**EXCERPT TO READ**
########################################

Graph value propagation algorithm

Question

I've got a directed graph (N, A), where each node n[i] has a value v[i] and a threshold t[i]. For each arrow (n[i], n[j]), the invariant v[i] <= v[j] holds. I need to efficiently implement the following operations:

increaseThreshold(i, x): Set t[i] = max(t[i], x). That's trivial and only for completeness here.
increaseValue(i, x): Set v[i] = max(v[i], x) and increase other values as needed so that the above invariant holds.
evaluate(i): return true if v[i] < t[i]

The most straightforward implementation would store v[i], t[i], and the outgoing arrows with each node. On increaseValue(i, x), it'd propagate the value along all outgoing arrows (using a set of "open" nodes like many other graph algorithms do). With v[i] stored with each node, evaluate(i) is trivial.

As increaseValue is much more frequent than the other operations, this eager approach seems to be wasteful. So I wonder, if some lazy propagation where v[i] is recomputed as needed could be more efficient. For this, I'd maintain w[i] as the maximum of all x from increaseValue(i, x) and compute v[j] on the fly when evaluate(j) needs it. It can be computed as the maximum of w[i] over all nodes n[i] from which there's a path to n[j]. Actually, once I know that v[j] >= t[j], the exact value v[j] doesn't matter and I can stop the computation.

Unfortunately, this lazy algorithm is very inefficient, so it doesn't pay off even with increaseValue being orders of magnitude more frequent than evaluate.

I imagine, some "partially lazy" algorithm could be better, but that's just my intuition and I can't make any progress with it.

Is this somehow a well-known problem? Any other idea?

########################################

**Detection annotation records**
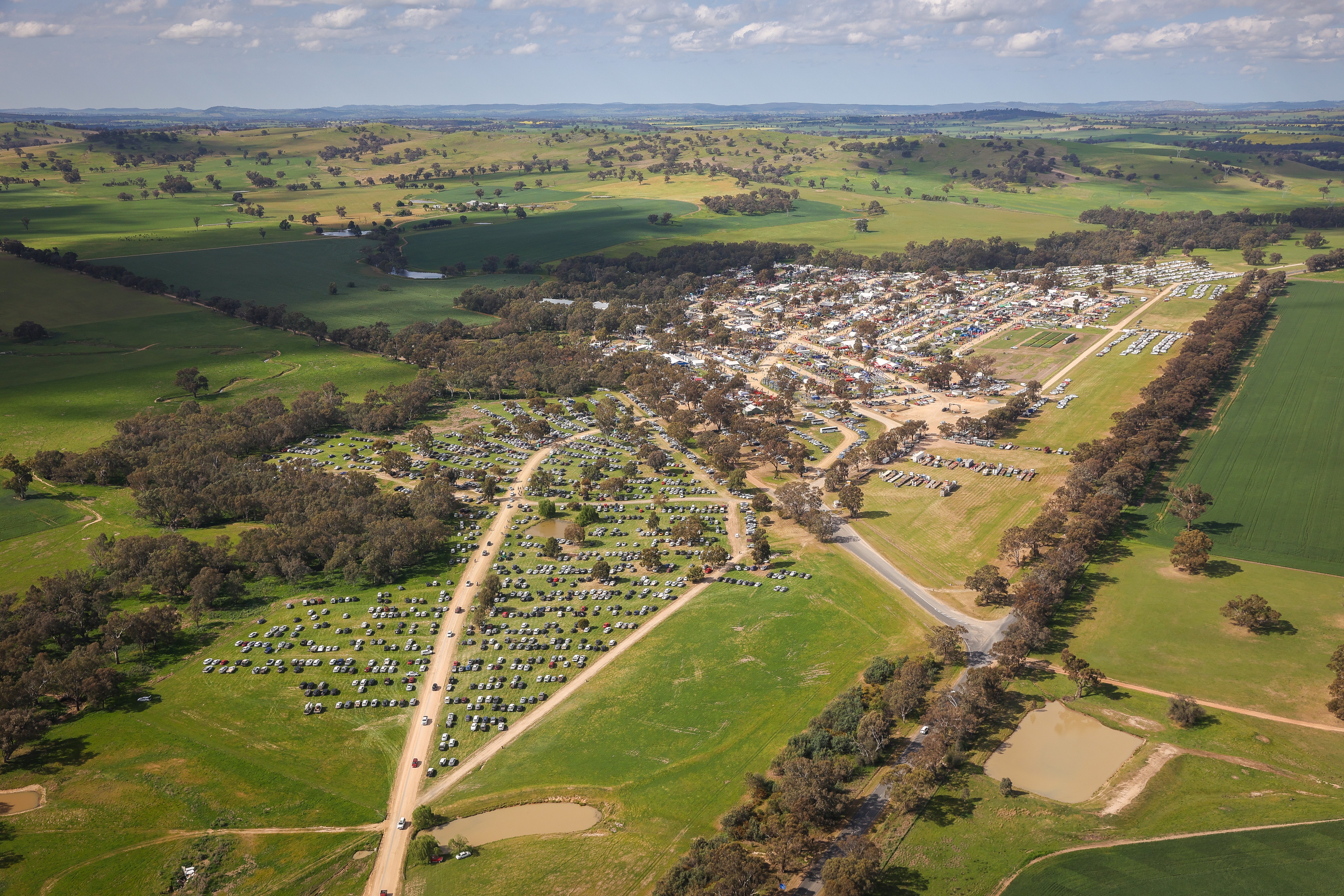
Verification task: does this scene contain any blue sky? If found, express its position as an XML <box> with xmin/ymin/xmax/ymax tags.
<box><xmin>0</xmin><ymin>0</ymin><xmax>1344</xmax><ymax>108</ymax></box>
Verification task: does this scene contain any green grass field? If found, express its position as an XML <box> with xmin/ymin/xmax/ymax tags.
<box><xmin>410</xmin><ymin>539</ymin><xmax>923</xmax><ymax>896</ymax></box>
<box><xmin>1140</xmin><ymin>282</ymin><xmax>1344</xmax><ymax>575</ymax></box>
<box><xmin>876</xmin><ymin>672</ymin><xmax>1344</xmax><ymax>896</ymax></box>
<box><xmin>1052</xmin><ymin>541</ymin><xmax>1344</xmax><ymax>723</ymax></box>
<box><xmin>0</xmin><ymin>486</ymin><xmax>83</xmax><ymax>541</ymax></box>
<box><xmin>84</xmin><ymin>238</ymin><xmax>511</xmax><ymax>329</ymax></box>
<box><xmin>0</xmin><ymin>257</ymin><xmax>415</xmax><ymax>455</ymax></box>
<box><xmin>1010</xmin><ymin>298</ymin><xmax>1210</xmax><ymax>449</ymax></box>
<box><xmin>844</xmin><ymin>443</ymin><xmax>1067</xmax><ymax>596</ymax></box>
<box><xmin>1004</xmin><ymin>822</ymin><xmax>1344</xmax><ymax>896</ymax></box>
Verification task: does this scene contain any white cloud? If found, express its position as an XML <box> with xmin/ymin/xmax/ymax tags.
<box><xmin>392</xmin><ymin>7</ymin><xmax>458</xmax><ymax>28</ymax></box>
<box><xmin>312</xmin><ymin>7</ymin><xmax>368</xmax><ymax>28</ymax></box>
<box><xmin>0</xmin><ymin>22</ymin><xmax>75</xmax><ymax>38</ymax></box>
<box><xmin>999</xmin><ymin>28</ymin><xmax>1060</xmax><ymax>56</ymax></box>
<box><xmin>159</xmin><ymin>19</ymin><xmax>243</xmax><ymax>42</ymax></box>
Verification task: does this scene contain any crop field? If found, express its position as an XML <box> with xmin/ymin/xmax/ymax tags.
<box><xmin>88</xmin><ymin>237</ymin><xmax>508</xmax><ymax>329</ymax></box>
<box><xmin>405</xmin><ymin>197</ymin><xmax>695</xmax><ymax>270</ymax></box>
<box><xmin>0</xmin><ymin>257</ymin><xmax>415</xmax><ymax>455</ymax></box>
<box><xmin>408</xmin><ymin>540</ymin><xmax>923</xmax><ymax>896</ymax></box>
<box><xmin>1054</xmin><ymin>541</ymin><xmax>1344</xmax><ymax>723</ymax></box>
<box><xmin>0</xmin><ymin>125</ymin><xmax>1329</xmax><ymax>280</ymax></box>
<box><xmin>1140</xmin><ymin>282</ymin><xmax>1344</xmax><ymax>575</ymax></box>
<box><xmin>876</xmin><ymin>672</ymin><xmax>1344</xmax><ymax>896</ymax></box>
<box><xmin>1005</xmin><ymin>822</ymin><xmax>1344</xmax><ymax>896</ymax></box>
<box><xmin>976</xmin><ymin>328</ymin><xmax>1101</xmax><ymax>383</ymax></box>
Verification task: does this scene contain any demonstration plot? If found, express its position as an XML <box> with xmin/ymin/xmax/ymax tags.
<box><xmin>985</xmin><ymin>701</ymin><xmax>1144</xmax><ymax>803</ymax></box>
<box><xmin>1145</xmin><ymin>282</ymin><xmax>1344</xmax><ymax>575</ymax></box>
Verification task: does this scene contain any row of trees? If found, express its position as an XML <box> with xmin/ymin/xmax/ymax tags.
<box><xmin>965</xmin><ymin>271</ymin><xmax>1284</xmax><ymax>693</ymax></box>
<box><xmin>653</xmin><ymin>657</ymin><xmax>938</xmax><ymax>896</ymax></box>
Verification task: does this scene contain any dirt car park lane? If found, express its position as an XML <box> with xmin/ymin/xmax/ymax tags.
<box><xmin>364</xmin><ymin>430</ymin><xmax>594</xmax><ymax>896</ymax></box>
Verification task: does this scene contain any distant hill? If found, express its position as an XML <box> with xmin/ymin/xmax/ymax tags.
<box><xmin>0</xmin><ymin>99</ymin><xmax>1344</xmax><ymax>125</ymax></box>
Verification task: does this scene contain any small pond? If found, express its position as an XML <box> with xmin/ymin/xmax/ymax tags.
<box><xmin>985</xmin><ymin>701</ymin><xmax>1144</xmax><ymax>803</ymax></box>
<box><xmin>524</xmin><ymin>517</ymin><xmax>571</xmax><ymax>540</ymax></box>
<box><xmin>430</xmin><ymin>803</ymin><xmax>602</xmax><ymax>846</ymax></box>
<box><xmin>0</xmin><ymin>790</ymin><xmax>42</xmax><ymax>815</ymax></box>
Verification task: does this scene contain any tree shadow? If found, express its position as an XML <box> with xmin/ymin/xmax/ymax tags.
<box><xmin>5</xmin><ymin>735</ymin><xmax>98</xmax><ymax>776</ymax></box>
<box><xmin>922</xmin><ymin>794</ymin><xmax>977</xmax><ymax>827</ymax></box>
<box><xmin>1204</xmin><ymin>560</ymin><xmax>1242</xmax><ymax>579</ymax></box>
<box><xmin>1193</xmin><ymin>520</ymin><xmax>1243</xmax><ymax>535</ymax></box>
<box><xmin>0</xmin><ymin>821</ymin><xmax>23</xmax><ymax>868</ymax></box>
<box><xmin>878</xmin><ymin>865</ymin><xmax>929</xmax><ymax>896</ymax></box>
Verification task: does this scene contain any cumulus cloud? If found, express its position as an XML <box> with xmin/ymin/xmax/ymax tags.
<box><xmin>159</xmin><ymin>19</ymin><xmax>243</xmax><ymax>43</ymax></box>
<box><xmin>0</xmin><ymin>22</ymin><xmax>75</xmax><ymax>38</ymax></box>
<box><xmin>392</xmin><ymin>7</ymin><xmax>458</xmax><ymax>28</ymax></box>
<box><xmin>999</xmin><ymin>28</ymin><xmax>1060</xmax><ymax>56</ymax></box>
<box><xmin>310</xmin><ymin>7</ymin><xmax>365</xmax><ymax>29</ymax></box>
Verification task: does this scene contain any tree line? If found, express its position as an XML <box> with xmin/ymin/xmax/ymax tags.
<box><xmin>965</xmin><ymin>270</ymin><xmax>1285</xmax><ymax>674</ymax></box>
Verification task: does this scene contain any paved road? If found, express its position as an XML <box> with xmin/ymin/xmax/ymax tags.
<box><xmin>836</xmin><ymin>523</ymin><xmax>1013</xmax><ymax>665</ymax></box>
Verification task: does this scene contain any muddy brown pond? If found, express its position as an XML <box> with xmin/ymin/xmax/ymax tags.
<box><xmin>0</xmin><ymin>790</ymin><xmax>42</xmax><ymax>815</ymax></box>
<box><xmin>430</xmin><ymin>803</ymin><xmax>602</xmax><ymax>846</ymax></box>
<box><xmin>985</xmin><ymin>701</ymin><xmax>1144</xmax><ymax>803</ymax></box>
<box><xmin>526</xmin><ymin>517</ymin><xmax>570</xmax><ymax>541</ymax></box>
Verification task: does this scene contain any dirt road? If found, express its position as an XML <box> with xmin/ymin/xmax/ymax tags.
<box><xmin>364</xmin><ymin>430</ymin><xmax>593</xmax><ymax>896</ymax></box>
<box><xmin>364</xmin><ymin>430</ymin><xmax>742</xmax><ymax>896</ymax></box>
<box><xmin>1050</xmin><ymin>665</ymin><xmax>1344</xmax><ymax>735</ymax></box>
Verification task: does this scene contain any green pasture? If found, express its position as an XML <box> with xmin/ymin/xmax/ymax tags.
<box><xmin>405</xmin><ymin>197</ymin><xmax>694</xmax><ymax>270</ymax></box>
<box><xmin>84</xmin><ymin>237</ymin><xmax>511</xmax><ymax>329</ymax></box>
<box><xmin>0</xmin><ymin>543</ymin><xmax>503</xmax><ymax>892</ymax></box>
<box><xmin>0</xmin><ymin>258</ymin><xmax>414</xmax><ymax>454</ymax></box>
<box><xmin>1140</xmin><ymin>282</ymin><xmax>1344</xmax><ymax>575</ymax></box>
<box><xmin>876</xmin><ymin>672</ymin><xmax>1344</xmax><ymax>896</ymax></box>
<box><xmin>1005</xmin><ymin>822</ymin><xmax>1344</xmax><ymax>896</ymax></box>
<box><xmin>1052</xmin><ymin>540</ymin><xmax>1344</xmax><ymax>723</ymax></box>
<box><xmin>410</xmin><ymin>546</ymin><xmax>923</xmax><ymax>895</ymax></box>
<box><xmin>44</xmin><ymin>831</ymin><xmax>378</xmax><ymax>896</ymax></box>
<box><xmin>0</xmin><ymin>486</ymin><xmax>83</xmax><ymax>541</ymax></box>
<box><xmin>844</xmin><ymin>451</ymin><xmax>1067</xmax><ymax>599</ymax></box>
<box><xmin>1010</xmin><ymin>298</ymin><xmax>1212</xmax><ymax>449</ymax></box>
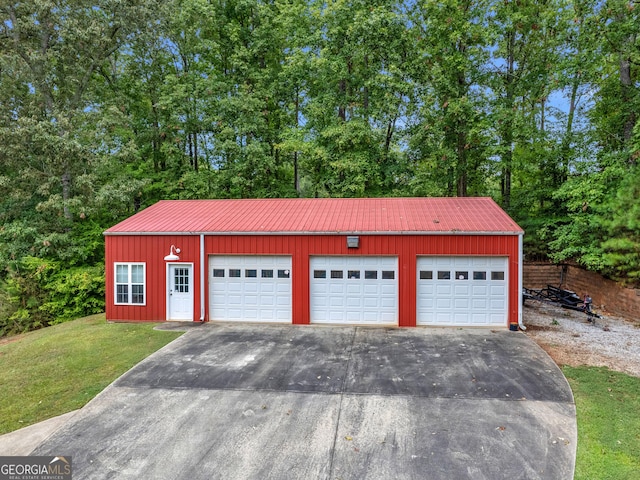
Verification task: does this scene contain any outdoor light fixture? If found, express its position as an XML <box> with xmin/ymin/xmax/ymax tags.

########################################

**WHAT THIS TASK INVOLVES**
Copy out the full question about graph value propagation shown above, word for word.

**TASK SOLUTION**
Graph value propagation algorithm

Question

I've got a directed graph (N, A), where each node n[i] has a value v[i] and a threshold t[i]. For each arrow (n[i], n[j]), the invariant v[i] <= v[j] holds. I need to efficiently implement the following operations:

increaseThreshold(i, x): Set t[i] = max(t[i], x). That's trivial and only for completeness here.
increaseValue(i, x): Set v[i] = max(v[i], x) and increase other values as needed so that the above invariant holds.
evaluate(i): return true if v[i] < t[i]

The most straightforward implementation would store v[i], t[i], and the outgoing arrows with each node. On increaseValue(i, x), it'd propagate the value along all outgoing arrows (using a set of "open" nodes like many other graph algorithms do). With v[i] stored with each node, evaluate(i) is trivial.

As increaseValue is much more frequent than the other operations, this eager approach seems to be wasteful. So I wonder, if some lazy propagation where v[i] is recomputed as needed could be more efficient. For this, I'd maintain w[i] as the maximum of all x from increaseValue(i, x) and compute v[j] on the fly when evaluate(j) needs it. It can be computed as the maximum of w[i] over all nodes n[i] from which there's a path to n[j]. Actually, once I know that v[j] >= t[j], the exact value v[j] doesn't matter and I can stop the computation.

Unfortunately, this lazy algorithm is very inefficient, so it doesn't pay off even with increaseValue being orders of magnitude more frequent than evaluate.

I imagine, some "partially lazy" algorithm could be better, but that's just my intuition and I can't make any progress with it.

Is this somehow a well-known problem? Any other idea?